__Activity__
Only lines with the word "window" are wanted; copy each of them from the listing below.

__Supplied entries__
%%

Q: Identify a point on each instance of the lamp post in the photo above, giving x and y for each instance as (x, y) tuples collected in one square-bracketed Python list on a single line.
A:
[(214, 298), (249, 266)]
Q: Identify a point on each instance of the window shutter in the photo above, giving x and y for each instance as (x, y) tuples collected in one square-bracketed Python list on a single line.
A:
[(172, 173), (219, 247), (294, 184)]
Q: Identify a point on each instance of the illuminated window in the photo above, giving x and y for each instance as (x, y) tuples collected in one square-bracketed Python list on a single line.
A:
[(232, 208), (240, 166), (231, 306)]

%%
%%

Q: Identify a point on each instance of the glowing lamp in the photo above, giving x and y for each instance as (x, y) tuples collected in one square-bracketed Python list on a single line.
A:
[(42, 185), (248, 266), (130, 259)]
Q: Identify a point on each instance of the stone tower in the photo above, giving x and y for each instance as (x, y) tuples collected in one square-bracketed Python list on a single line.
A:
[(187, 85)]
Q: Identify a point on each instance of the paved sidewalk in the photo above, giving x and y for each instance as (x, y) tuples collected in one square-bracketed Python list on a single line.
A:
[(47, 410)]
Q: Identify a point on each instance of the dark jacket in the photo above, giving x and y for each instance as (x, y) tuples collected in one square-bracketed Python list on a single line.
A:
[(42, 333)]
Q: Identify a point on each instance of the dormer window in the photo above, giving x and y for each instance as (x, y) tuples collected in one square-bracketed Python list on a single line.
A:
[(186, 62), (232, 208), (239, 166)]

%%

__Written reply__
Q: Identify a point on each instance of the window shutter in the photo above, giving x and y for each instance as (x, y) tuples collected in one square-bracketed Python list on a single line.
Q: Identify a point on each instance of the illuminated window in the photo above, giving x and y for each instance as (x, y) tuples collected in one square-bracketed Python list on a single line.
Q: Identify a point on each instance of the dormer window in the photo above, giving x and y for each instance as (x, y) tuples collected in one square-bracketed Python list on a single line.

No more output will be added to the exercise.